***** Data extracts *****

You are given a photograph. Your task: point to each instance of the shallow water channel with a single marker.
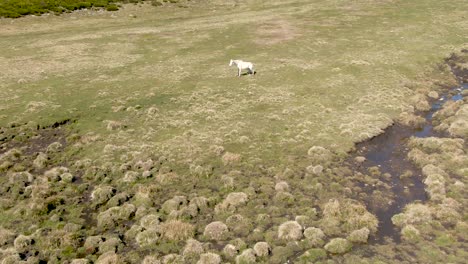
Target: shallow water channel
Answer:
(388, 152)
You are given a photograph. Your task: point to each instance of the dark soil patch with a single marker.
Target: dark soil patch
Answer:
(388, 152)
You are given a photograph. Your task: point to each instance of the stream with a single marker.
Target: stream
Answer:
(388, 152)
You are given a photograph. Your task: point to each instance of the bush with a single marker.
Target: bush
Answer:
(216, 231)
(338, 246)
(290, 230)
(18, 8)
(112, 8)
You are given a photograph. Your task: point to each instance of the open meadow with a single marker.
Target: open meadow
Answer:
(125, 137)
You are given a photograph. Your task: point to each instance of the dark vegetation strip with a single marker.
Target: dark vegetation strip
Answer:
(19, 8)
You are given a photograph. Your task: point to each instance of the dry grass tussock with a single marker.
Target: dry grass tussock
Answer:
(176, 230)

*****
***** Data extracts *****

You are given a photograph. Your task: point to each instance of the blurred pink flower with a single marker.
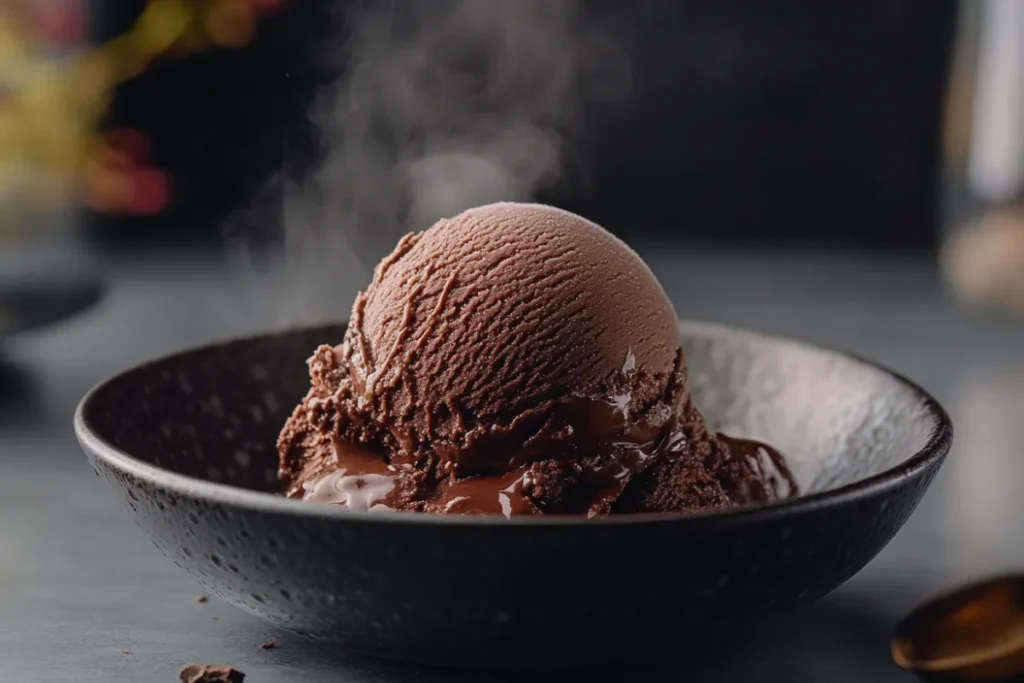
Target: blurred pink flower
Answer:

*****
***** Data extracts *****

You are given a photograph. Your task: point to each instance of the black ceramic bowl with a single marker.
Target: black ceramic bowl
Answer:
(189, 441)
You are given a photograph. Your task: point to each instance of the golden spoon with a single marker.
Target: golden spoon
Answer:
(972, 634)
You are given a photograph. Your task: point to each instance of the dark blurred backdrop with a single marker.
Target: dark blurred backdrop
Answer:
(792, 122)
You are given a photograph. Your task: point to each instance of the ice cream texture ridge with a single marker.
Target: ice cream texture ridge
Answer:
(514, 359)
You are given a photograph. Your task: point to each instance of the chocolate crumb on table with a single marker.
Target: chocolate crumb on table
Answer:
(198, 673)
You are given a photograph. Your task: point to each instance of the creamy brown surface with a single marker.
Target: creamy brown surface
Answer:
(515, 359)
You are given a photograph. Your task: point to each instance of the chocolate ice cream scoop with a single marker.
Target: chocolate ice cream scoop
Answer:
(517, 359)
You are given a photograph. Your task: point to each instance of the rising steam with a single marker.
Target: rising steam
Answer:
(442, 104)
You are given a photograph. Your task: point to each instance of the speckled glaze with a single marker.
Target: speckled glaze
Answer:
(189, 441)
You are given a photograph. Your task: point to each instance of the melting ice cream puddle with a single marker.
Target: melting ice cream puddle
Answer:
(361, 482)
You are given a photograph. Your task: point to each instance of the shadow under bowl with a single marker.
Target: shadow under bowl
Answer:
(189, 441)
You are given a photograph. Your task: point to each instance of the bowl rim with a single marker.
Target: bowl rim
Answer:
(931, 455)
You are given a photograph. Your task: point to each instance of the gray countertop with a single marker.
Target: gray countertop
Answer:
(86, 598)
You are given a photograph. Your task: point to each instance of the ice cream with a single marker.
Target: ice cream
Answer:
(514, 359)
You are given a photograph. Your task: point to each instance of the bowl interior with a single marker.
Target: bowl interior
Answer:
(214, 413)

*****

The task. In the entries above, find the line with "Target: creamy brown surface" and the line with "under bowl with a single marker.", then restate word for word both of them and every line between, with nothing more.

Completed task.
Target: creamy brown surface
Answer:
(515, 359)
You are given a photograph. Your task: point to each instance of the chocolate ice cream scoop with a single marker.
Target: chocolate ice cream scoop
Answer:
(517, 359)
You are given a photograph. Your task: point to each instance of the rising steam with a single marker.
Target: rising steam
Answer:
(442, 104)
You are given a photograph. Your task: point to each instance of the speckled glaze with a single marker.
Target: speckled glaze
Answer:
(189, 441)
You are given a photograph. Your task: point to each instance of the melting ice cream puddle with a single marker.
Target: melting ice cream puddle
Answer:
(361, 482)
You are given a photograph. Your task: point to each instance of the shadow under bowl with a single marker.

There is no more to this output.